— Stated goal a —
From the worship newsletter excerpt below, list each line of the verse quoted from the Psalms.

— Source excerpt —

________________________________________

January 2007 - Vol. 4

Welcome to Heaven!
Our worship of God is meant to transform time and space, making them sacred

a scriptural orientation to worship, Part I
by Mike Shaughnessy

One thing have I asked of the Lord,
that will I seek after;
that I may dwell in the house of the Lord
all the days of my life,
to behold the beauty of the Lord,
and to inquire in his temple.
- Psalm 27:41

Intercessor, watercolor by Jamie Treadwell
 
 

We have access to heaven now
The hustle and bustle of traffic and pedestrians all busy with their affairs is non-stop in the modern world. In the middle of it all, a group of university students gather to participate in a prayer meeting, a time of joy-filled singing and praying. When they begin their time of worship, they are in a building near campus, but they don't remain there very long.

________________________________________

— Stated goal b —
Pick out every line of the records below that contains the word "blurred".

________________________________________

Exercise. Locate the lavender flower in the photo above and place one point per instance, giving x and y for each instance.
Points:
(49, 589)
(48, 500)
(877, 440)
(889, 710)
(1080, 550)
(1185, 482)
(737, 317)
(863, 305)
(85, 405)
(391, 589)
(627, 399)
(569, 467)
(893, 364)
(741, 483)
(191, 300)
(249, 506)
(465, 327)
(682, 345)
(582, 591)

________________________________________

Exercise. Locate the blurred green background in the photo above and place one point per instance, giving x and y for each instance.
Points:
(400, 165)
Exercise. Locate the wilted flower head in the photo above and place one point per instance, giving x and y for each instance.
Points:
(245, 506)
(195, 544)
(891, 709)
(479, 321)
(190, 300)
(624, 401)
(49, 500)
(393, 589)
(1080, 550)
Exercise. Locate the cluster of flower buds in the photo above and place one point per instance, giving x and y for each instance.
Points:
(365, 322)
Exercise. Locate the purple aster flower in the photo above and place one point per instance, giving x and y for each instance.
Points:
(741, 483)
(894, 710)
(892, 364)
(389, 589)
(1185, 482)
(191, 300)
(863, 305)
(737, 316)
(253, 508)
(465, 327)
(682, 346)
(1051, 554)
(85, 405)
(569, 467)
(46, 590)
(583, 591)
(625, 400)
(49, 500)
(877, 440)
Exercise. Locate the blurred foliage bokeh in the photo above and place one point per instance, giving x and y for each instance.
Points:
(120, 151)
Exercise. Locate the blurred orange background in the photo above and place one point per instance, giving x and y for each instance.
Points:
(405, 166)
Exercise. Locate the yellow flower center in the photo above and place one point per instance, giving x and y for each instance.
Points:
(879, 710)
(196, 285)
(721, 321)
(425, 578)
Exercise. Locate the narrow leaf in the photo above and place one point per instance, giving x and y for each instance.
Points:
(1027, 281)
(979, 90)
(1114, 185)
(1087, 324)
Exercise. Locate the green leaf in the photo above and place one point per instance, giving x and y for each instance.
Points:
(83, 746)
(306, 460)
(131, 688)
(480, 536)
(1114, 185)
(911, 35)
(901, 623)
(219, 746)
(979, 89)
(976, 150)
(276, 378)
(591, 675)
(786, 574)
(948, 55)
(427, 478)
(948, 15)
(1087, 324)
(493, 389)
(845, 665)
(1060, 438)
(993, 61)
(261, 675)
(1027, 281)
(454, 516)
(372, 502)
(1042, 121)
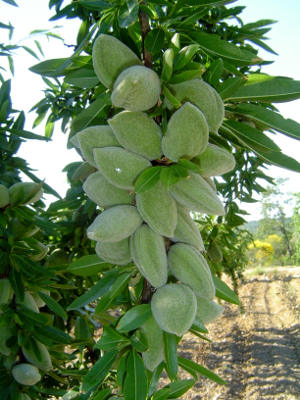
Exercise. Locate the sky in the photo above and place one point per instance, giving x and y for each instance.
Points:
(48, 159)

________________________________________

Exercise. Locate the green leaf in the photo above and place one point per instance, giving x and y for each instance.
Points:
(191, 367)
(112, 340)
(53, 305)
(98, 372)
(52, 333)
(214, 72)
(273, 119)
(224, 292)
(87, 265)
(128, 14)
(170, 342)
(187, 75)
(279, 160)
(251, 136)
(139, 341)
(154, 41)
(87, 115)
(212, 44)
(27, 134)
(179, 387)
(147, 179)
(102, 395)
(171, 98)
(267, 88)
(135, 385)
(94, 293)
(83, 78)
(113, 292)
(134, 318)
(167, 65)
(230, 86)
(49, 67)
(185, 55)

________________________________________

— Worked answer a —
One thing have I asked of the Lord,
that will I seek after;
that I may dwell in the house of the Lord
all the days of my life,
to behold the beauty of the Lord,
and to inquire in his temple.

— Worked answer b —
Exercise. Locate the blurred green background in the photo above and place one point per instance, giving x and y for each instance.
Exercise. Locate the blurred foliage bokeh in the photo above and place one point per instance, giving x and y for each instance.
Exercise. Locate the blurred orange background in the photo above and place one point per instance, giving x and y for each instance.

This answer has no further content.